__DATA SHOWN__.
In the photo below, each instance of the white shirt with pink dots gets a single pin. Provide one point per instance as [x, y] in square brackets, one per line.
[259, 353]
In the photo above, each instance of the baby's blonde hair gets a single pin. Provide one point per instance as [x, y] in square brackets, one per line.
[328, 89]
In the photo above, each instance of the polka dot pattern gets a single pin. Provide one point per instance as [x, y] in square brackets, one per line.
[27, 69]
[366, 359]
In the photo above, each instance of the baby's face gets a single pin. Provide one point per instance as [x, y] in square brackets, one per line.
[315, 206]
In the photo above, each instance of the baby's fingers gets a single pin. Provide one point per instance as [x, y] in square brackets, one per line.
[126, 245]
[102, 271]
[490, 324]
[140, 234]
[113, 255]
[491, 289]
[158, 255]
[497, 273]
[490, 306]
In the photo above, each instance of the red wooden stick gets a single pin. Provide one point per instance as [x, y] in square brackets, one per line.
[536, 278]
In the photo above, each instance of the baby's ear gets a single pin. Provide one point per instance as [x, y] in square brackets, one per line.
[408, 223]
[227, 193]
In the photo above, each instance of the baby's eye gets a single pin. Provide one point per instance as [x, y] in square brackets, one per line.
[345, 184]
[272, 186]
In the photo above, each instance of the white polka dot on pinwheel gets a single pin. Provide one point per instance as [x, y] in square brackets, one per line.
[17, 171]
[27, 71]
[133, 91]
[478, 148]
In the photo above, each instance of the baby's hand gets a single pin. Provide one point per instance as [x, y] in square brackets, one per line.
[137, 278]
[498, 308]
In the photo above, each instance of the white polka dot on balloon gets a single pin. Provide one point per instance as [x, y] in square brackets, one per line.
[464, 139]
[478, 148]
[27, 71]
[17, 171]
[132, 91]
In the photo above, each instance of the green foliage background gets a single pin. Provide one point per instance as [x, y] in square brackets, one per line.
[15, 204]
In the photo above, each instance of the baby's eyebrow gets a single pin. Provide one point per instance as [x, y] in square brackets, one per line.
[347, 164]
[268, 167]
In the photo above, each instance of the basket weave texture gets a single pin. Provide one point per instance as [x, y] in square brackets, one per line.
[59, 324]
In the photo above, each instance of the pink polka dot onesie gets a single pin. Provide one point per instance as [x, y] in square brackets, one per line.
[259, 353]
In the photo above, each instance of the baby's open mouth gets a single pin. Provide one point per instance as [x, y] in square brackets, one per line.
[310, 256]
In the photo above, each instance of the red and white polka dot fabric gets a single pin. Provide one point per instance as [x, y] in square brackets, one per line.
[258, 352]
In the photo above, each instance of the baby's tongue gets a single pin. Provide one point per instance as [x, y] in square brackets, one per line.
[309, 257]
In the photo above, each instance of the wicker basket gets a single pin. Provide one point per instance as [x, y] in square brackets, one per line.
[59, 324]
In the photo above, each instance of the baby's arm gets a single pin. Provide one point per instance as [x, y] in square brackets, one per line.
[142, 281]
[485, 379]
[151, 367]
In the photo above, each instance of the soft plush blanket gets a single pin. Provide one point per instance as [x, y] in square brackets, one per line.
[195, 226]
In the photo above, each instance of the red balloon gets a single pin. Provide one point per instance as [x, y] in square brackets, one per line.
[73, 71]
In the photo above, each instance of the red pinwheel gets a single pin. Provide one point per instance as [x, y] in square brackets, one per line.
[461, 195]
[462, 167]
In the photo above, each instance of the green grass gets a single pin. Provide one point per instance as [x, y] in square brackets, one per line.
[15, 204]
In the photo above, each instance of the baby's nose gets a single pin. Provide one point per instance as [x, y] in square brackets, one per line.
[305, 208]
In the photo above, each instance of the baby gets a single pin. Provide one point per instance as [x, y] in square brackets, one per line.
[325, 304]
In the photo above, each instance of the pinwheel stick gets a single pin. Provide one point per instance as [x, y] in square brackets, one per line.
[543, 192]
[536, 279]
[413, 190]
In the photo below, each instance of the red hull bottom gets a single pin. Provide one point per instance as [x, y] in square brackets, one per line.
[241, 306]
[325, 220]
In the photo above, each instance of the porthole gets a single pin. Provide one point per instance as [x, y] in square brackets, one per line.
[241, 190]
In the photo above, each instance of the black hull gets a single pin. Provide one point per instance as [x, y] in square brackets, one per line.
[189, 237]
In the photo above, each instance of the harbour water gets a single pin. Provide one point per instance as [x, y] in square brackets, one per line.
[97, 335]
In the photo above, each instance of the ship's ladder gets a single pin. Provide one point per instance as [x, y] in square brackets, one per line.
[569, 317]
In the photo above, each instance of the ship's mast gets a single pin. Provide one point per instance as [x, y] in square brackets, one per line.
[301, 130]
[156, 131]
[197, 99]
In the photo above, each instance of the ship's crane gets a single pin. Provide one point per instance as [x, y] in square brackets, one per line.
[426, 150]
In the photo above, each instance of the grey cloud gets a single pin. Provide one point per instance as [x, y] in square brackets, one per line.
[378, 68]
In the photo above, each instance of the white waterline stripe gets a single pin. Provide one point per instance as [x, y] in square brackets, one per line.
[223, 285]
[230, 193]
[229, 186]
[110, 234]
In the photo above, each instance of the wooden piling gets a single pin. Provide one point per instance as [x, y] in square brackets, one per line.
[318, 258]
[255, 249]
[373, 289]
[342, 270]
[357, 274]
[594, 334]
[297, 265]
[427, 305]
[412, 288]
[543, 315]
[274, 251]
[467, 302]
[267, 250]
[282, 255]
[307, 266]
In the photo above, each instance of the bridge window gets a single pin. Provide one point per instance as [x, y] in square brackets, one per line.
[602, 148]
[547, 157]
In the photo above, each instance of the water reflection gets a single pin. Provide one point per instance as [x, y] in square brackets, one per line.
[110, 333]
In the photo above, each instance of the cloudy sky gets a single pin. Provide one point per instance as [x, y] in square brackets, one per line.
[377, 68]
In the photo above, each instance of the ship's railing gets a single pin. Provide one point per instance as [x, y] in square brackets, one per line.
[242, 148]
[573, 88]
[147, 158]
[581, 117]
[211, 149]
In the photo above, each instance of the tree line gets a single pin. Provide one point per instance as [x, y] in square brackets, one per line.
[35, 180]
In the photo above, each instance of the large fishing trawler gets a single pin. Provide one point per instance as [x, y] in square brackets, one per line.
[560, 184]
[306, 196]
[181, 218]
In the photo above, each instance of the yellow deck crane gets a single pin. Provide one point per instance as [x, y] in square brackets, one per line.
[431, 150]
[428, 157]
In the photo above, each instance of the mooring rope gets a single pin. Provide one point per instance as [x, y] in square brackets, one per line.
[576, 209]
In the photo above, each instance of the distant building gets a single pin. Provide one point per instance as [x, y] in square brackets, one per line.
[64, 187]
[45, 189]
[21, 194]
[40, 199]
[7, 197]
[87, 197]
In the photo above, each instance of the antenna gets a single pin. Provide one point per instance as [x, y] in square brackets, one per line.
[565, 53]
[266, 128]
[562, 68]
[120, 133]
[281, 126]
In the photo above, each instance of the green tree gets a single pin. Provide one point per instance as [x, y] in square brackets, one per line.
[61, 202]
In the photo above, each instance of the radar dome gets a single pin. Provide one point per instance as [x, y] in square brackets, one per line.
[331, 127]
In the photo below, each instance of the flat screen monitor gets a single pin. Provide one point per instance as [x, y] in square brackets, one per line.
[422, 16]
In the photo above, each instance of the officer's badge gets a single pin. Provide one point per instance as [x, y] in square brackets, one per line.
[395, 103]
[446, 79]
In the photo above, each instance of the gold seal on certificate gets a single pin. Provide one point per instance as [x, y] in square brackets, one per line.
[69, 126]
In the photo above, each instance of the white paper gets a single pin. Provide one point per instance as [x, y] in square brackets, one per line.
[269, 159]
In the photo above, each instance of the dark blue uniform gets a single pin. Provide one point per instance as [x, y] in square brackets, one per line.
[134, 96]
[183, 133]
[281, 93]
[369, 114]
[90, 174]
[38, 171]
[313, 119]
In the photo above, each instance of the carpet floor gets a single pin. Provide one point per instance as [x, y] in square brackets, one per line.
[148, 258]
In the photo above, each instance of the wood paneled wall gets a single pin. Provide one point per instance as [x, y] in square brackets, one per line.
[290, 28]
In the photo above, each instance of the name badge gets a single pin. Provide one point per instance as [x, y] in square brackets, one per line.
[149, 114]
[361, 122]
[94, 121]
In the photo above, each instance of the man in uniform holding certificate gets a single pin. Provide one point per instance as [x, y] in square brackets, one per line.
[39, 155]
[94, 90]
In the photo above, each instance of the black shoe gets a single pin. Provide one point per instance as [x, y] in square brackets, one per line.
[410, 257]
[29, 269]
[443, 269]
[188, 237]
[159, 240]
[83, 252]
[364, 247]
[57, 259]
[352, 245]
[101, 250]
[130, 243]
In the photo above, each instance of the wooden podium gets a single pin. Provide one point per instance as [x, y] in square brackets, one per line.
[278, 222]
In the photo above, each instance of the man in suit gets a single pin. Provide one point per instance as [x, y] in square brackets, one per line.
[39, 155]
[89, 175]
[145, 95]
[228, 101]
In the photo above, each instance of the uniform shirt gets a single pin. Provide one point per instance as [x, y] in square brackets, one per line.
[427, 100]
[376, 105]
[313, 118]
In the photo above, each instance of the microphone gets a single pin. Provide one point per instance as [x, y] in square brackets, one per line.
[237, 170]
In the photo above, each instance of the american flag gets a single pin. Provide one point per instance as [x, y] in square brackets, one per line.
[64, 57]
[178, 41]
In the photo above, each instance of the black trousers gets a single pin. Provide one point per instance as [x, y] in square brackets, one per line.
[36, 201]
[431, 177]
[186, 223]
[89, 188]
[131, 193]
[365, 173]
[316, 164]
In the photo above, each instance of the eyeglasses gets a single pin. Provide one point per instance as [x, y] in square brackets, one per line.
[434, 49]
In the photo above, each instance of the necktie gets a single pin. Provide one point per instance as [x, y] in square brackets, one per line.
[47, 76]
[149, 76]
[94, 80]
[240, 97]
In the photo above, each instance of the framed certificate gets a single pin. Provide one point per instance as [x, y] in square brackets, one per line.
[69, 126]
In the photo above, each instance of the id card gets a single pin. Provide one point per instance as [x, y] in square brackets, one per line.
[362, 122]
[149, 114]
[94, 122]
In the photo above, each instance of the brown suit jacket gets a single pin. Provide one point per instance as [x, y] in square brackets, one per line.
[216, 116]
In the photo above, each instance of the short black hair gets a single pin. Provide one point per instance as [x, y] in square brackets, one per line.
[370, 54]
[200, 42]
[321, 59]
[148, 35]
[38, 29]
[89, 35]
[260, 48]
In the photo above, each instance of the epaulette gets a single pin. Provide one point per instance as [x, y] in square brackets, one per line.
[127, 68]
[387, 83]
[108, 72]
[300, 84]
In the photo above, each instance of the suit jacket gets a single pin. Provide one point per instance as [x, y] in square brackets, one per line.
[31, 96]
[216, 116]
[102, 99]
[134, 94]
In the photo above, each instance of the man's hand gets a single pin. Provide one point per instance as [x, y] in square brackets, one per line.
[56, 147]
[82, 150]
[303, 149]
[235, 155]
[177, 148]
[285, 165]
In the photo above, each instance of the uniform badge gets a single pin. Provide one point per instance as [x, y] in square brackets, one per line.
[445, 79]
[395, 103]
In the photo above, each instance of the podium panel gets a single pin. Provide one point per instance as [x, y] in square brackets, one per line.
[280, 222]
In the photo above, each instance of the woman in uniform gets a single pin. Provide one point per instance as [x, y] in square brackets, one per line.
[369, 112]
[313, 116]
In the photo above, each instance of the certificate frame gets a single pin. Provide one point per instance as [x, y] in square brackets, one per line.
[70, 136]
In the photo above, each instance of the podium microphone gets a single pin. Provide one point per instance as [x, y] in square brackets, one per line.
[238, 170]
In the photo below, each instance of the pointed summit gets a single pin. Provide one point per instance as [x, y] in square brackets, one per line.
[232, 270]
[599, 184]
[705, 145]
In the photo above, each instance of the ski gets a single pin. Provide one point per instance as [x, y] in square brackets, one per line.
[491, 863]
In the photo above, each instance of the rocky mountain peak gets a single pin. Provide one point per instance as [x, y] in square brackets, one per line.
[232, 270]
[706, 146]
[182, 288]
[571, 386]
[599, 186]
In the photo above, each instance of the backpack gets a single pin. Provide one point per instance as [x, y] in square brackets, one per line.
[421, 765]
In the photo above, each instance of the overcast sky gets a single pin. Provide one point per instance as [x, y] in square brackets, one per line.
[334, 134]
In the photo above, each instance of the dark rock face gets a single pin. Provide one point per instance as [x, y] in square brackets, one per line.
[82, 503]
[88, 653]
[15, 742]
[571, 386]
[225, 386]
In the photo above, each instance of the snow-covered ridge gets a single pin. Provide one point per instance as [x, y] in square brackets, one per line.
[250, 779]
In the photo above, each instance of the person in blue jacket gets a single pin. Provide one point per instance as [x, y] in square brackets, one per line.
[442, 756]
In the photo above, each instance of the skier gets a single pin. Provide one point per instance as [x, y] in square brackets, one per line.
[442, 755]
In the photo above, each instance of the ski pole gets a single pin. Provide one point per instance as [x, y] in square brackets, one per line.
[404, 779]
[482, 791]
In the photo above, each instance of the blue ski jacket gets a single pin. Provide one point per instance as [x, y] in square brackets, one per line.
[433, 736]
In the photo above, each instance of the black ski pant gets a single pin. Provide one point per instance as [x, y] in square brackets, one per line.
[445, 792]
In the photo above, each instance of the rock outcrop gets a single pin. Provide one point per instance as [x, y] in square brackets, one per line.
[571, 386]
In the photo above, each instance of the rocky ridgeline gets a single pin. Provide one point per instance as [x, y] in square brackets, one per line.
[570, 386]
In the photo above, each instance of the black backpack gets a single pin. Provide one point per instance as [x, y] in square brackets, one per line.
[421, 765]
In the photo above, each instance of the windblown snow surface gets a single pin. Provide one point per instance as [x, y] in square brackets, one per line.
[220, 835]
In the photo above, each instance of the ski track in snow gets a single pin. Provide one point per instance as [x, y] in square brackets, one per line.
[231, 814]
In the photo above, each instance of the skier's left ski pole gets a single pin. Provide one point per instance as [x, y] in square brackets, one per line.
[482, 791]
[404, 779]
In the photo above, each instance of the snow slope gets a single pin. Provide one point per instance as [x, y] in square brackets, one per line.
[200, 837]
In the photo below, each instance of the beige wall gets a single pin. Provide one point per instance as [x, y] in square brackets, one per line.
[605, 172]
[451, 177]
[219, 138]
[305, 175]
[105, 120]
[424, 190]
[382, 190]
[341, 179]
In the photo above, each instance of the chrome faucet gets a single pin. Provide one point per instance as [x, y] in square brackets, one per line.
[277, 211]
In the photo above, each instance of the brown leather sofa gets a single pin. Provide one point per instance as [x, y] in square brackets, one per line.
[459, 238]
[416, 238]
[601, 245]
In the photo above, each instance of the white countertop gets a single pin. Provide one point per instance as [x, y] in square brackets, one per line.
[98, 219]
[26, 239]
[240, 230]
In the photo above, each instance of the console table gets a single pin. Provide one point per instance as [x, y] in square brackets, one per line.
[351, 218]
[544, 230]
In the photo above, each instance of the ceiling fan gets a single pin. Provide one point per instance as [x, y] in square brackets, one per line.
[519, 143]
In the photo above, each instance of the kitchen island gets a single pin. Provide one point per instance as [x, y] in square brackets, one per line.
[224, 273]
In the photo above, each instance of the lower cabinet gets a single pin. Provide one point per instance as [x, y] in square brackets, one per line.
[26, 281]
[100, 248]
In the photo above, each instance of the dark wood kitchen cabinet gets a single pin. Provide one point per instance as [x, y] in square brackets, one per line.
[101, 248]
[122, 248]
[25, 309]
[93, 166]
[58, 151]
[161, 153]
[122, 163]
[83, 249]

__TASK OBJECTIVE__. Starting with the line that contains "In the photo above, each instance of the brown leather" and going on through the last line of the records above, arrange those lines as a numbered list, leaving out any blank lines.

__WRITTEN ANSWER__.
1. In the photo above, each instance of the brown leather sofa gets a single pin. Provide one point per instance as [x, y] in square brackets, one per line.
2. [459, 238]
3. [416, 238]
4. [601, 245]
5. In the photo above, each instance of the white countertop gets a single pin. Provide one point per instance as [x, y] in square brackets, one per line.
6. [98, 219]
7. [26, 239]
8. [240, 230]
9. In the photo above, each instance of the console table gets a single pin. Provide one point per instance as [x, y] in square brackets, one per line.
10. [351, 218]
11. [544, 230]
12. In the photo above, each instance of the ceiling fan gets a single pin. Provide one point per instance as [x, y] in square brackets, one per line.
13. [519, 143]
14. In the photo above, each instance of the kitchen island gets a single pin. Provide one point per instance as [x, y] in square brackets, one per line.
15. [224, 273]
16. In the photo above, each instance of the lower cabinet gets a single pin. Provide one point per instance as [x, y] in square brackets, one per line.
17. [26, 281]
18. [100, 248]
19. In the photo above, each instance of the dark wood kitchen cabinet gets a single pin. Provide one point per instance as [x, y] in square brackets, one per line.
20. [101, 248]
21. [122, 248]
22. [25, 309]
23. [93, 166]
24. [58, 151]
25. [161, 153]
26. [122, 163]
27. [83, 249]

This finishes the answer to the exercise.